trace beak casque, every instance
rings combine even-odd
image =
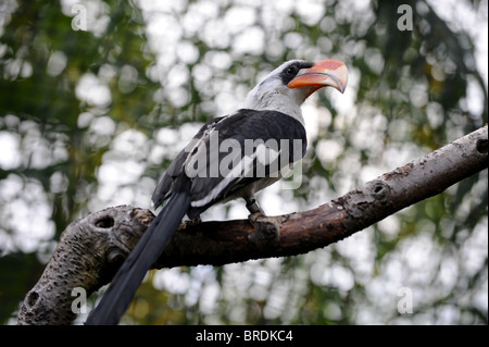
[[[334,87],[343,92],[348,83],[348,69],[342,61],[328,59],[315,63],[310,69],[301,71],[287,87],[312,87],[308,96],[322,87]]]

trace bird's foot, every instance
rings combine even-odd
[[[187,227],[187,226],[198,225],[200,223],[202,223],[202,220],[200,219],[200,215],[198,215],[198,216],[196,216],[192,220],[186,221],[185,222],[185,226]]]

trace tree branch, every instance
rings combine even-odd
[[[226,222],[183,223],[153,268],[222,265],[304,253],[343,239],[488,166],[488,127],[366,183],[316,209]],[[110,282],[154,215],[129,206],[72,223],[27,293],[18,324],[68,324],[74,288],[90,295]]]

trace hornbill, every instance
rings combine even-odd
[[[302,102],[325,86],[343,92],[347,78],[347,67],[338,60],[291,60],[259,83],[242,109],[205,123],[160,181],[152,201],[155,207],[164,203],[162,210],[86,324],[118,322],[185,214],[197,219],[212,205],[238,197],[251,214],[261,214],[254,193],[278,181],[283,169],[305,153]]]

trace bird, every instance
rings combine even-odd
[[[280,179],[305,154],[301,104],[323,87],[343,92],[342,61],[290,60],[251,89],[242,108],[210,120],[176,156],[152,202],[162,209],[113,277],[85,324],[113,325],[181,220],[199,220],[217,202],[243,198],[250,215],[264,215],[254,195]]]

## Goal of the exercise
Shift every coordinate in the polygon outlines of the data above by adding -60 to it, and give all the lines again, including the requests and their outline answers. Leave out the pictures.

## Response for this exercise
trace beak casque, every instance
rings combine even-odd
image =
[[[274,27],[283,32],[288,23],[288,9],[282,1],[268,-1],[255,3],[250,9],[241,11],[227,27],[252,27],[248,36],[262,27]]]

trace bird's foot, every instance
rings combine even-odd
[[[127,167],[127,166],[138,165],[140,163],[142,163],[142,160],[140,159],[140,155],[138,155],[138,156],[136,156],[132,160],[126,161],[125,162],[125,166]]]

trace tree branch, every instance
rings combine even-odd
[[[166,162],[123,163],[93,208],[162,205],[244,193],[283,179],[428,106],[428,67],[306,123],[256,149]],[[50,222],[94,155],[69,146],[12,163],[-33,233],[-42,264],[8,264],[14,228],[30,235]]]

trace hornbill, every instance
rings combine even-odd
[[[242,42],[265,26],[283,32],[287,18],[287,7],[278,0],[231,0],[199,23],[182,49],[145,63],[100,121],[92,141],[95,147],[104,143],[102,150],[26,264],[58,262],[125,154],[137,159],[152,145],[178,137],[191,154],[201,154],[194,133],[218,121],[223,109],[245,93]]]

trace bird, every instance
rings combine even-odd
[[[220,119],[245,94],[241,44],[263,27],[283,32],[282,1],[230,0],[191,29],[182,48],[150,60],[116,96],[92,142],[102,149],[53,217],[25,264],[53,265],[121,160],[139,160],[157,142],[183,138],[190,155],[204,155],[194,135]]]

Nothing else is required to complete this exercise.